▶ **Exercise brief**
Reproduce the records word for word, leaving out any pictures they hold.

▶ **Records for processing**
----
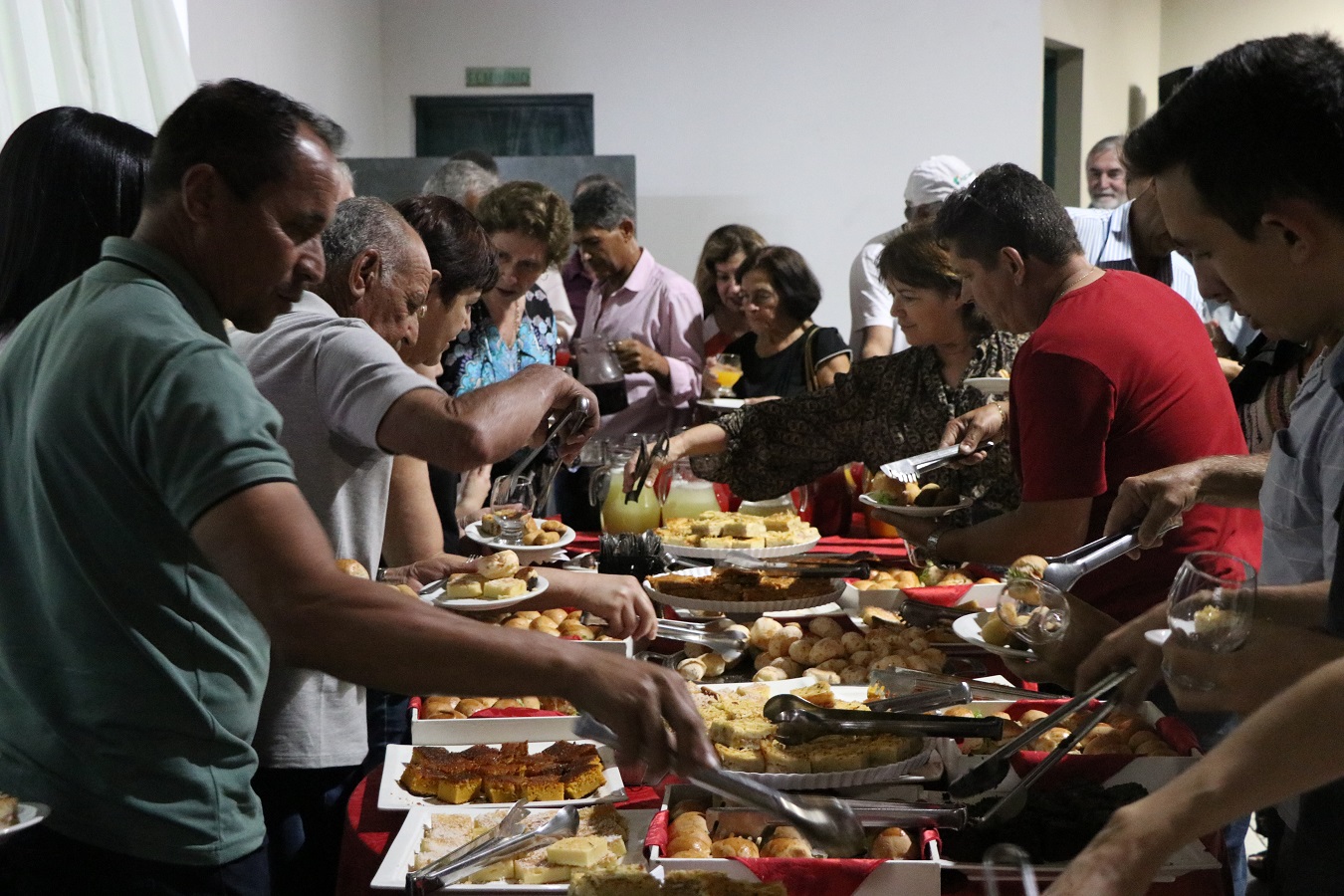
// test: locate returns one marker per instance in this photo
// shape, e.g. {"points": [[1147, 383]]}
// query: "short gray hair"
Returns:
{"points": [[459, 179], [1106, 144], [602, 206], [359, 223]]}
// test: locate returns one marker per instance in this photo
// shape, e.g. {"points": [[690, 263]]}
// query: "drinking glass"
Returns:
{"points": [[1210, 607], [511, 499], [728, 371]]}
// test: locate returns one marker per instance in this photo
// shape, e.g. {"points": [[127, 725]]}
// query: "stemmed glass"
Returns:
{"points": [[1210, 607], [728, 371], [513, 497]]}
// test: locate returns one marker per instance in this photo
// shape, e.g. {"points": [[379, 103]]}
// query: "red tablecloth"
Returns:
{"points": [[890, 550]]}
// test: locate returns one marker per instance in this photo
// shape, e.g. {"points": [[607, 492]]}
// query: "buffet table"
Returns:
{"points": [[368, 830]]}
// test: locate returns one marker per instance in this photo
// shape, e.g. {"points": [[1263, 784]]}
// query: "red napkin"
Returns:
{"points": [[937, 595], [814, 877], [657, 834], [514, 712]]}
----
▶ **Written response**
// test: locate returns one marker per instance in this photo
// shape, e.g. {"points": [[1147, 383]]}
// query: "short gray hair"
Returns:
{"points": [[459, 179], [1106, 144], [602, 206], [359, 223]]}
// test: locate returns one marker per instance in this photo
// shape, e.g. {"points": [[690, 263]]}
// query: "drinking glass"
Returns:
{"points": [[1210, 607], [511, 499], [728, 371]]}
// test: locate returns one marker per instance in this photo
// shape, e.g. {"points": [[127, 725]]}
// query: "stemmed glass"
Returns:
{"points": [[1210, 607], [728, 371], [513, 497]]}
// test: locate returns one marker per instance in this photo
// shape, e.g. {"points": [[379, 103]]}
// query: "red tablecloth"
Returns:
{"points": [[890, 550]]}
// test: locate returns one marker per instance in this photo
// shape, e.g. {"points": [[607, 492]]}
// query: "buffet table"
Returns:
{"points": [[368, 830]]}
// test: locate returns one marker per instance in this photo
// shape, e.g. {"points": [[1263, 784]]}
// query: "red napkin"
Returns:
{"points": [[937, 595], [814, 877], [657, 834], [514, 712]]}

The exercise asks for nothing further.